Reference: https://www.dfas.mil/RetiredMilitary/disability/crsc/
Step 4: Coordinate with DFAS for payment activation
After branch CRSC approval, DFAS implements payment. You'll get a CRSC decision letter from your branch + a payment notification from DFAS. Payment timing: retroactive to either (a) date you submitted DD-2860, (b) date VA service-connected the condition, or (c) October 2008 (CRSC start date for many conditions) — whichever is most recent. Retroactive lump-sum payments are common + can be substantial. DFAS will adjust your monthly RAS. CRSC is TAX-FREE (unlike CRDP which is taxed as retirement pay). This makes CRSC slightly more valuable per dollar than CRDP for most retirees in mid-to-high tax brackets.

Source data
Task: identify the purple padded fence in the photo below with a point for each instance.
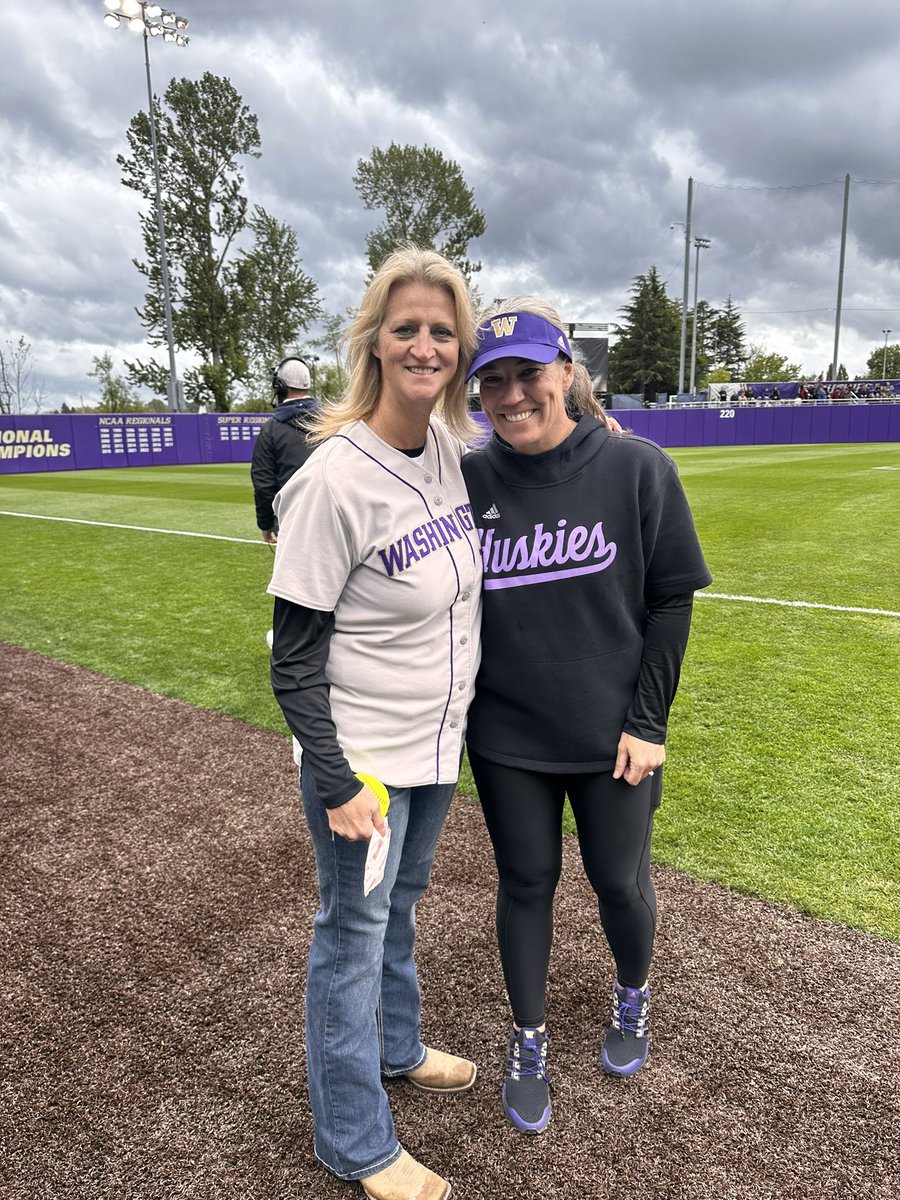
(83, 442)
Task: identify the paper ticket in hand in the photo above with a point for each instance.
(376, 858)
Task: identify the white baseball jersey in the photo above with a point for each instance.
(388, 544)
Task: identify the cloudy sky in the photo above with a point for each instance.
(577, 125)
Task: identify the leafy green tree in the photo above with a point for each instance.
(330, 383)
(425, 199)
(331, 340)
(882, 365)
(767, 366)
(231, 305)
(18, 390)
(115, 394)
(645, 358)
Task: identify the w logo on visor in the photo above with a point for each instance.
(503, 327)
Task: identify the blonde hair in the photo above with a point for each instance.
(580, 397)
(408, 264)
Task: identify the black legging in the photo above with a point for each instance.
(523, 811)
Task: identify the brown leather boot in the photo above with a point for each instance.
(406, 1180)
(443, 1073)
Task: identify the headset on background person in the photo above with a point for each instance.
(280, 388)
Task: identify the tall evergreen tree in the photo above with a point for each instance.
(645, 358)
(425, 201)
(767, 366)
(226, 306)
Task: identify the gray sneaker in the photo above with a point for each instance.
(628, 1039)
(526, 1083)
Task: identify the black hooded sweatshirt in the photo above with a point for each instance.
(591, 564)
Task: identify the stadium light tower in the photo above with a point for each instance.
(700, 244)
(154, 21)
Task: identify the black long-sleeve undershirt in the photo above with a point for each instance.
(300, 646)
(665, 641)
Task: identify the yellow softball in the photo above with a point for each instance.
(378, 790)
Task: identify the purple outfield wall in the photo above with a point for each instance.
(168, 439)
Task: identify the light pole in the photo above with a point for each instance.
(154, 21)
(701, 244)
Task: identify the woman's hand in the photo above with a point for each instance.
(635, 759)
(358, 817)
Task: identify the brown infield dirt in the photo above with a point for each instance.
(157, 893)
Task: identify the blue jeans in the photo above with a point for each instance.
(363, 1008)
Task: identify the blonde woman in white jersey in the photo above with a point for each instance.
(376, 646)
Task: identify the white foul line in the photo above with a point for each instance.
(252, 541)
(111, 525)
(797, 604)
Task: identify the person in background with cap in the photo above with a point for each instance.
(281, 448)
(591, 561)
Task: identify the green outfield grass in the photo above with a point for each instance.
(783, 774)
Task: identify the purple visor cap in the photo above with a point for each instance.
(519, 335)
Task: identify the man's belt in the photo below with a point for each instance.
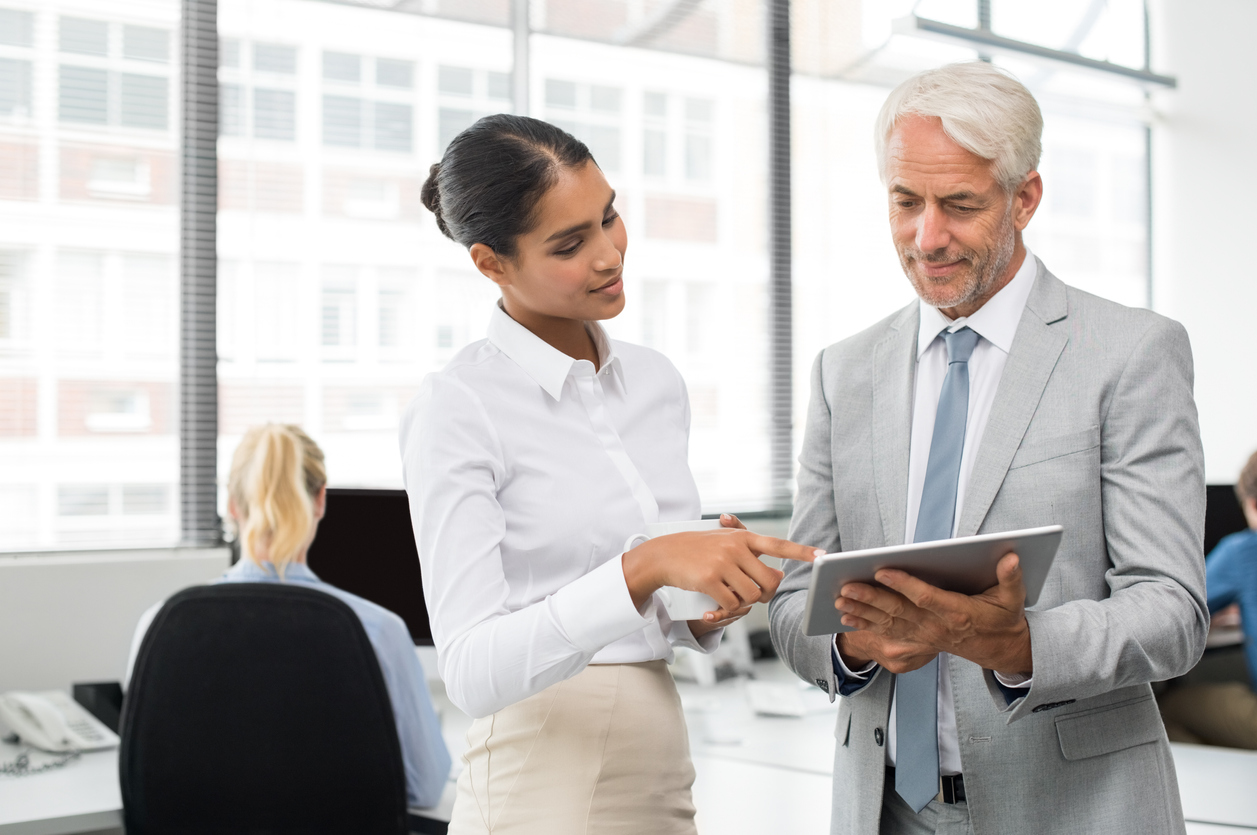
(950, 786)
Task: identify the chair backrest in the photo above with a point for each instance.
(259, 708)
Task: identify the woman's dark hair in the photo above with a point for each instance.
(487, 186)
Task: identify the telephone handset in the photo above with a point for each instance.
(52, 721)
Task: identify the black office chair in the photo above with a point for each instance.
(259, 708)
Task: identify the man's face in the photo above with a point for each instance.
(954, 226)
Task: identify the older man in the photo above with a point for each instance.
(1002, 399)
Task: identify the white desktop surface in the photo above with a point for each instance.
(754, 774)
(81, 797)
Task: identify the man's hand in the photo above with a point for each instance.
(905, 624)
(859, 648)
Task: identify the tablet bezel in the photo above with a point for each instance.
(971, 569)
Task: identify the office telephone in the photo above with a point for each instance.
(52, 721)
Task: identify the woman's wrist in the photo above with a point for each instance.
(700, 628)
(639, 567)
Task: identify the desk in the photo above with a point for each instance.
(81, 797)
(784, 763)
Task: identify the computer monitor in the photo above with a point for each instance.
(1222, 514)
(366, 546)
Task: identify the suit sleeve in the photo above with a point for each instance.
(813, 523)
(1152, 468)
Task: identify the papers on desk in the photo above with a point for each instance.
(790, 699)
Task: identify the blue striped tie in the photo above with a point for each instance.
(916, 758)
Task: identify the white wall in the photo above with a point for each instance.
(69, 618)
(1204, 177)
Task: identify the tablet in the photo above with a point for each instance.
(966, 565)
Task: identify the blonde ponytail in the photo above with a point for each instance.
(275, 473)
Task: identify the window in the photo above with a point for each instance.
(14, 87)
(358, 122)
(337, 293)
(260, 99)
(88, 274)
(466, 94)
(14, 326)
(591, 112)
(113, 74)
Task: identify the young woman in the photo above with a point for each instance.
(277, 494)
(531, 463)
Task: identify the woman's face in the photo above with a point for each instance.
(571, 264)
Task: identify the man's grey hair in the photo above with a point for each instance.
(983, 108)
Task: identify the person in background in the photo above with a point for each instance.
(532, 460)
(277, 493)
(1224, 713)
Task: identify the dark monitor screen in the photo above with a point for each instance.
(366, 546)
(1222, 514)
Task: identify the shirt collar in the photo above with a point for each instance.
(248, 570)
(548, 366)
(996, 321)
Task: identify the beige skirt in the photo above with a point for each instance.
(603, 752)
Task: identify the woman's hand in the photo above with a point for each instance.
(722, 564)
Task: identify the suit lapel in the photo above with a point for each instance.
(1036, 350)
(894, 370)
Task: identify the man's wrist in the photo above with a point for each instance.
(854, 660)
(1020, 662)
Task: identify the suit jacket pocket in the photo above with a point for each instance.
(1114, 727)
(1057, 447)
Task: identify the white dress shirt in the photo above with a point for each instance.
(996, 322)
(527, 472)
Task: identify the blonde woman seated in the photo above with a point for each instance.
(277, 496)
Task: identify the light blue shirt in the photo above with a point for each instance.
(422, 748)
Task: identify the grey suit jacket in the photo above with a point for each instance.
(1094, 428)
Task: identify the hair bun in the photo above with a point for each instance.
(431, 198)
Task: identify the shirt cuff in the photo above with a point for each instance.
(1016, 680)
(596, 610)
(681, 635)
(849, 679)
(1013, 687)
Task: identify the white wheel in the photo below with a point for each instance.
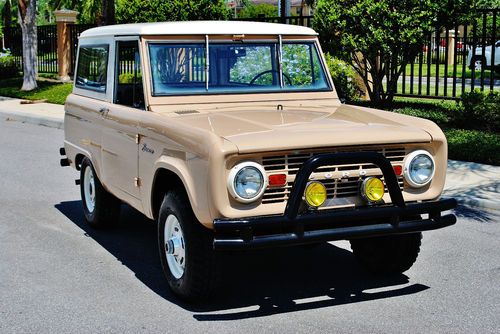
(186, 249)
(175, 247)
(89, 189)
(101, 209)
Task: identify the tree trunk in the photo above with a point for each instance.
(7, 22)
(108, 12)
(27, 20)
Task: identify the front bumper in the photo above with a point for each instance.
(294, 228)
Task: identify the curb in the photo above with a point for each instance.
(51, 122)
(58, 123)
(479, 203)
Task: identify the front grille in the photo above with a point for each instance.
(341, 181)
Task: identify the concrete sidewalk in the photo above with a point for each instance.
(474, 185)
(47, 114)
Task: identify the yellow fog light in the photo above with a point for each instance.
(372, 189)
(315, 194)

* * *

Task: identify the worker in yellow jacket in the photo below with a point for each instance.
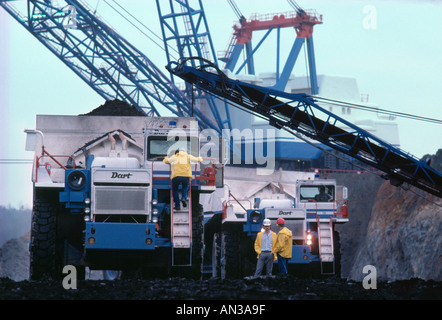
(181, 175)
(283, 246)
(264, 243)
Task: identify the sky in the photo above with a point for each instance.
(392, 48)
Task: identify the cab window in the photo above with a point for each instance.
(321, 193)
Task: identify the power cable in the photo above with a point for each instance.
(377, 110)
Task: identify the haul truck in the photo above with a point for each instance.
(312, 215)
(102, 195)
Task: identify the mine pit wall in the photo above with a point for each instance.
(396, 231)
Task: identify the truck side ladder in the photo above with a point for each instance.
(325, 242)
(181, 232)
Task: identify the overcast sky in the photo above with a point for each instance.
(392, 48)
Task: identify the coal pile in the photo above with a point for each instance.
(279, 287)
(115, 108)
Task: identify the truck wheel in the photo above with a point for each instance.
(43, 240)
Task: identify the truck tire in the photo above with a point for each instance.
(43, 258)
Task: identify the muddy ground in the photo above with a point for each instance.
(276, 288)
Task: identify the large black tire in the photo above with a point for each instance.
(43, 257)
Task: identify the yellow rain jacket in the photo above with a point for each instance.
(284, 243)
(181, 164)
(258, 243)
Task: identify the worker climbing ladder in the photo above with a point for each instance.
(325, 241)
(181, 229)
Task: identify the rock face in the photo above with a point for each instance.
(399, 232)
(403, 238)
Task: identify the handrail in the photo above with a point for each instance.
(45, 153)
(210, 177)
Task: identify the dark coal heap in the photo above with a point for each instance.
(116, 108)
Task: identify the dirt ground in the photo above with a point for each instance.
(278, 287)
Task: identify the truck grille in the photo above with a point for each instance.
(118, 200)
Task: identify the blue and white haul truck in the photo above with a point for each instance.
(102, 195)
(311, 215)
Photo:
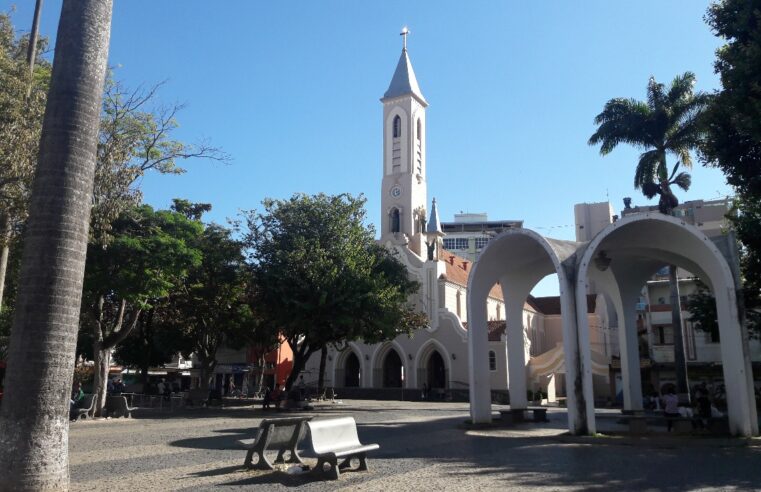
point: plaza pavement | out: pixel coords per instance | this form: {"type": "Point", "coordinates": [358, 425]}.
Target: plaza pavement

==

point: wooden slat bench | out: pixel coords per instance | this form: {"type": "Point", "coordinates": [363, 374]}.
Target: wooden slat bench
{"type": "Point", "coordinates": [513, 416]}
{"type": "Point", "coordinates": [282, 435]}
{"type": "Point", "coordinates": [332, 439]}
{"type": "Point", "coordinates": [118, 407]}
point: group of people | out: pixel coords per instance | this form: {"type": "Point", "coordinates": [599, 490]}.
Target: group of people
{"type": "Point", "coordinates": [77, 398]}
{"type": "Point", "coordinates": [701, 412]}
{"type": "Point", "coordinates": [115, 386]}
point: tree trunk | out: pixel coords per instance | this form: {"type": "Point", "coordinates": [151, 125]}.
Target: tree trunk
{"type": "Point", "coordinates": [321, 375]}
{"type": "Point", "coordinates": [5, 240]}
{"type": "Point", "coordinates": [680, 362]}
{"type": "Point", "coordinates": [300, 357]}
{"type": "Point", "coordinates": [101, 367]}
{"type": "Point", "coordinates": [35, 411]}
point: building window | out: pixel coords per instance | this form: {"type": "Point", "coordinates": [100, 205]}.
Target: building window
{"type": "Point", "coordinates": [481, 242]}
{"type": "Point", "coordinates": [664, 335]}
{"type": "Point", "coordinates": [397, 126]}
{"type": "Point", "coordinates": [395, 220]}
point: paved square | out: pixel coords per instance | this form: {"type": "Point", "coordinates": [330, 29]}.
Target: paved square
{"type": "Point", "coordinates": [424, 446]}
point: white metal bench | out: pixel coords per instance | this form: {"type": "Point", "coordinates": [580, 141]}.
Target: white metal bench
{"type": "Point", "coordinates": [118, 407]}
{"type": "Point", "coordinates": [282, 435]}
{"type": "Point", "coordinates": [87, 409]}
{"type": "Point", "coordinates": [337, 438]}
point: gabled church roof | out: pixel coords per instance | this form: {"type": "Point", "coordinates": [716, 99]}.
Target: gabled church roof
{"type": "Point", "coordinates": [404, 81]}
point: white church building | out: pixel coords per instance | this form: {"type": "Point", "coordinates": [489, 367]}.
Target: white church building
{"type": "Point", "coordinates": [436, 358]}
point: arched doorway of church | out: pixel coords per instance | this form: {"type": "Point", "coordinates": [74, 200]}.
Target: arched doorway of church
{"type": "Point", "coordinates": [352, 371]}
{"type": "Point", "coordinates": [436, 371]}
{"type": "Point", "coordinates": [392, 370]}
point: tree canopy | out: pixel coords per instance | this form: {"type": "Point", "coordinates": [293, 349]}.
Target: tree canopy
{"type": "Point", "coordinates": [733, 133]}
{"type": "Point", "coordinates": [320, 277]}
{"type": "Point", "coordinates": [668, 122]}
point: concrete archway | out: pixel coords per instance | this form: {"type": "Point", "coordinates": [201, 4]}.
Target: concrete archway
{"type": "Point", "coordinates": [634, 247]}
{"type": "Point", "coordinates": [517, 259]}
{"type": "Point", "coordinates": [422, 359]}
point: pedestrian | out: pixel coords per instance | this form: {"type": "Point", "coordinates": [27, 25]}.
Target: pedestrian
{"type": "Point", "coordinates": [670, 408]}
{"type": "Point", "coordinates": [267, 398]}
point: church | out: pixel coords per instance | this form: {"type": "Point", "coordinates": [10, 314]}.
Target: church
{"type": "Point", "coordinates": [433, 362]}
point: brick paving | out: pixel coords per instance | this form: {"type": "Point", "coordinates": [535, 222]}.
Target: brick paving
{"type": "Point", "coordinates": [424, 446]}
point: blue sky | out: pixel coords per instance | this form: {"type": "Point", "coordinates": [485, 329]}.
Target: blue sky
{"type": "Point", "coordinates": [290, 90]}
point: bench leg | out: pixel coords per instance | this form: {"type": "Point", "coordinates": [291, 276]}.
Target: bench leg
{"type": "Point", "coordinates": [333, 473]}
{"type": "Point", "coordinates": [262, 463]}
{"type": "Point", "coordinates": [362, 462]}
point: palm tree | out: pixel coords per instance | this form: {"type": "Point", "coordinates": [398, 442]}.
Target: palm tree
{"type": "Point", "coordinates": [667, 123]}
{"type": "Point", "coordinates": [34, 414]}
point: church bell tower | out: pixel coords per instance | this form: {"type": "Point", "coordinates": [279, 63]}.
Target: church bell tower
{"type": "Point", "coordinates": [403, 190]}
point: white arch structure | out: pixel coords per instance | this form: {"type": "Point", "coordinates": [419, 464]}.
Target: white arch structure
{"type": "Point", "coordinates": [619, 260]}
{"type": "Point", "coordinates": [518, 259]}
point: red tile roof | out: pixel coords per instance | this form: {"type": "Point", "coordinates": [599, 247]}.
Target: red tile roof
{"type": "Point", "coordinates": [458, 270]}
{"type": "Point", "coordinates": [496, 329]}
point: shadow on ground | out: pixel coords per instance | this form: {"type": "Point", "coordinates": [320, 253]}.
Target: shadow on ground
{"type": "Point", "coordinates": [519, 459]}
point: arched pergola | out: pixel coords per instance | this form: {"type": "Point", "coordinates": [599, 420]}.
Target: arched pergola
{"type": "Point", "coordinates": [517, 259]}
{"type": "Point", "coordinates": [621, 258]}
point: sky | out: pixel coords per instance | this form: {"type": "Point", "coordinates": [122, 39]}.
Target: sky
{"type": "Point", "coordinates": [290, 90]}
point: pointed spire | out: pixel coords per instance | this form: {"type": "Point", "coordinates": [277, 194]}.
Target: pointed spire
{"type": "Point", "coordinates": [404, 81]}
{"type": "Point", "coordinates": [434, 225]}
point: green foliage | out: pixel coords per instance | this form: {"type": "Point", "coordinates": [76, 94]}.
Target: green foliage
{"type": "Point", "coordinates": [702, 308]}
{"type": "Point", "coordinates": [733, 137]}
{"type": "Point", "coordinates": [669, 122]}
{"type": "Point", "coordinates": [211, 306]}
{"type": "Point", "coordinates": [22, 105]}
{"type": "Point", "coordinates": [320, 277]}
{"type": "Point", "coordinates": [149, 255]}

Problem set:
#1 Please write out the part of the CRSC excerpt from "Reference: https://www.dfas.mil/RetiredMilitary/disability/crsc/" up to and including "mid-to-high tax brackets.".
#2 List the three dates the CRSC excerpt gives as possible starting points for retroactive payment.
#3 Answer these questions from the CRSC excerpt:
(a) Which agency implements payment after branch CRSC approval?
(b) Which payment is taxed as retirement pay?
(c) What will DFAS adjust?
You won't need the source data for anything here.

Responses to the exercise:
#1
Reference: https://www.dfas.mil/RetiredMilitary/disability/crsc/
Step 4: Coordinate with DFAS for payment activation
After branch CRSC approval, DFAS implements payment. You'll get a CRSC decision letter from your branch + a payment notification from DFAS. Payment timing: retroactive to either (a) date you submitted DD-2860, (b) date VA service-connected the condition, or (c) October 2008 (CRSC start date for many conditions) — whichever is most recent. Retroactive lump-sum payments are common + can be substantial. DFAS will adjust your monthly RAS. CRSC is TAX-FREE (unlike CRDP which is taxed as retirement pay). This makes CRSC slightly more valuable per dollar than CRDP for most retirees in mid-to-high tax brackets.

#2
- The date you submitted DD-2860
- The date VA service-connected the condition
- October 2008

#3
(a) DFAS
(b) CRDP
(c) Your monthly RAS